**What is expected**
Using the entries below, return word for word the lines from the one containing "If you could place a marker on the white building" up to and including the last.

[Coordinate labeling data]

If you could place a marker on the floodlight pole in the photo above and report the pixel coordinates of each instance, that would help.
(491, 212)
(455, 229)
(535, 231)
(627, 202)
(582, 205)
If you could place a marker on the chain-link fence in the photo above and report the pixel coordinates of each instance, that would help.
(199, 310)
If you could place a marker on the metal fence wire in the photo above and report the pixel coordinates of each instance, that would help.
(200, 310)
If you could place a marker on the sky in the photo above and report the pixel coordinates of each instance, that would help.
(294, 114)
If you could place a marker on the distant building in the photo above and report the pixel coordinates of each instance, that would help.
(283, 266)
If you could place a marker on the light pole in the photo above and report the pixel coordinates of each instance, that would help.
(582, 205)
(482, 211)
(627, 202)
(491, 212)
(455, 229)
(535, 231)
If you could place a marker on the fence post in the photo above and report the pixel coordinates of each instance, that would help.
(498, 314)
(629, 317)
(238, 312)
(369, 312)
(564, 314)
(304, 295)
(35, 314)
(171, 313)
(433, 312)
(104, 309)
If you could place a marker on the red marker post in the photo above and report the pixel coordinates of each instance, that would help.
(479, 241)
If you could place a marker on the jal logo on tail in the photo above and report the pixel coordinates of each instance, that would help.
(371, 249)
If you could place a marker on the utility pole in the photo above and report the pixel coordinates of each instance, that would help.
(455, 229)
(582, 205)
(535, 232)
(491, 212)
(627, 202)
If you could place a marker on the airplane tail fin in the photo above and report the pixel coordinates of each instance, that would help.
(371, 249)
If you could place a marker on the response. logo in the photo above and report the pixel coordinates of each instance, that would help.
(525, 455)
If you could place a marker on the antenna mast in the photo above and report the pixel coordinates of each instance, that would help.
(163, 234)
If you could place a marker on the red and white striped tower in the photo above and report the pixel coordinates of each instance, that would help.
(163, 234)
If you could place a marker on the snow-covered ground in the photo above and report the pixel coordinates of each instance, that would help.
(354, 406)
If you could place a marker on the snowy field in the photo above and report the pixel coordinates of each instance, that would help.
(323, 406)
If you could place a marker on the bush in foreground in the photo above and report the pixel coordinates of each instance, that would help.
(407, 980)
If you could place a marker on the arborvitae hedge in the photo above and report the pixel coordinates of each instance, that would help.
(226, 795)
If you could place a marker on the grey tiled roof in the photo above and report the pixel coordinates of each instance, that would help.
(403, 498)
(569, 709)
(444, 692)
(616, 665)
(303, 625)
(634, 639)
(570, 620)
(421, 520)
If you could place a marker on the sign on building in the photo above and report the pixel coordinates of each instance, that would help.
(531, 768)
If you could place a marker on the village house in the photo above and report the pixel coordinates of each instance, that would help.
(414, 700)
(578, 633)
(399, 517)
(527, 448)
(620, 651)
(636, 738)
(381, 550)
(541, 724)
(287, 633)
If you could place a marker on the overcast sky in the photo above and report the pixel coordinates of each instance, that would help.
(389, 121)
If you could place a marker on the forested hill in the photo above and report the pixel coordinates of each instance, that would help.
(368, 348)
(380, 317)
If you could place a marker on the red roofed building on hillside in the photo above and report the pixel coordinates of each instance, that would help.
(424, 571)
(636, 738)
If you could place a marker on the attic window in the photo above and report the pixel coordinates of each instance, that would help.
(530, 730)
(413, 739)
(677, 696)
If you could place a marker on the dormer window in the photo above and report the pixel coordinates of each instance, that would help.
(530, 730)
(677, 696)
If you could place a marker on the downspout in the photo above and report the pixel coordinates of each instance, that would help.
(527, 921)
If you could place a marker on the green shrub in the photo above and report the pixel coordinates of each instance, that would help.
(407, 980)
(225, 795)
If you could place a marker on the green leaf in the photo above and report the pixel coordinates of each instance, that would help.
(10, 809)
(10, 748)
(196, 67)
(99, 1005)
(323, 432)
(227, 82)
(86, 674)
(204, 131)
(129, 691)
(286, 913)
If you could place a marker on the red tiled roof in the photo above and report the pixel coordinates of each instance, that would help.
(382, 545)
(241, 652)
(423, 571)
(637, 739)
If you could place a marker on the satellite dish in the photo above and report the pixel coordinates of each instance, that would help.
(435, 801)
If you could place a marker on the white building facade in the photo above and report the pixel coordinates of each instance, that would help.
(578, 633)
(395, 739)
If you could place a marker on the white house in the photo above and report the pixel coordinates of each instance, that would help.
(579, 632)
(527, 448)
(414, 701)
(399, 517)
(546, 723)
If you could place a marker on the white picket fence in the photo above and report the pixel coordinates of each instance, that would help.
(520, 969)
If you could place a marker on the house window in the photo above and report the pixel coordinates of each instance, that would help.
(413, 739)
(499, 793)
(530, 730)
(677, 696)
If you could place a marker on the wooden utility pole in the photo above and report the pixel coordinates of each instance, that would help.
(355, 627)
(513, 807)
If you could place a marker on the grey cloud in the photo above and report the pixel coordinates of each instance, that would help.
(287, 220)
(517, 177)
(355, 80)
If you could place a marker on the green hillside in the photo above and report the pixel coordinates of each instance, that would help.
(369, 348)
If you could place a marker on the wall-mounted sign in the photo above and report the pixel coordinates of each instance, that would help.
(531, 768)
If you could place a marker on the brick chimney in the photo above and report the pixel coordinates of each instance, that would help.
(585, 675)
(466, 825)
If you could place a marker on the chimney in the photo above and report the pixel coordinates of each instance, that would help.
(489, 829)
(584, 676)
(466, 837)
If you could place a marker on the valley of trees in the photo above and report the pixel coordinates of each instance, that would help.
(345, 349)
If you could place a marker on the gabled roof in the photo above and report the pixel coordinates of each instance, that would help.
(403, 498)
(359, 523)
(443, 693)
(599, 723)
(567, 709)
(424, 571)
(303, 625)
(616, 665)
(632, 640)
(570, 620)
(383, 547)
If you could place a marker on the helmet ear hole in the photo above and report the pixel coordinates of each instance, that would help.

**Worked answer**
If you could place a marker on the white building facade in the photo above and report the pixel coordinates of each instance, that would help.
(578, 633)
(395, 739)
If you could place a marker on the white house in the photo above and report the pixel coordinates of each instance, that would help.
(579, 632)
(527, 448)
(414, 701)
(399, 517)
(546, 723)
If you could place a marker on the white picket fence in the photo above and report the pixel coordinates of each instance, that would help.
(520, 969)
If you could place a marker on the house window in the photo above and report the pixel coordinates of each instance, that would help.
(413, 739)
(499, 793)
(530, 730)
(677, 696)
If you could place a marker on the wooden utility pole in the photo above and report the pixel coordinates of each instance, that would help.
(355, 627)
(513, 807)
If you could place a marker on the grey cloud in the photo above and report the pixel coordinates of each instance, that would help.
(287, 220)
(517, 177)
(355, 80)
If you could place a marker on the green hillside in the photo above and report the pixel coordinates of each instance, that would help.
(369, 348)
If you could place a marker on the wall-mounted sign in the photo above and report the pixel coordinates of each instance, that would help.
(531, 768)
If you could place a marker on the brick chimney in the photo above and report the pixel coordinates of each instance, that would help.
(585, 675)
(466, 825)
If you could place a marker on the chimney in the photo above and report the pixel coordinates of each instance, that would help.
(489, 829)
(584, 676)
(466, 837)
If you could place a marker on the valley of trees in the photo above and report the pixel coordinates of each instance, that would help.
(345, 349)
If you could place a marker on the gabled roof in the photo above and report the pixel coordinates of each instance, that would help.
(403, 498)
(359, 523)
(443, 693)
(599, 723)
(567, 709)
(424, 571)
(303, 625)
(616, 665)
(632, 640)
(570, 620)
(383, 547)
If you could place a marker on the helmet ear hole in the photo above and report the pixel coordinates of each instance, that would help.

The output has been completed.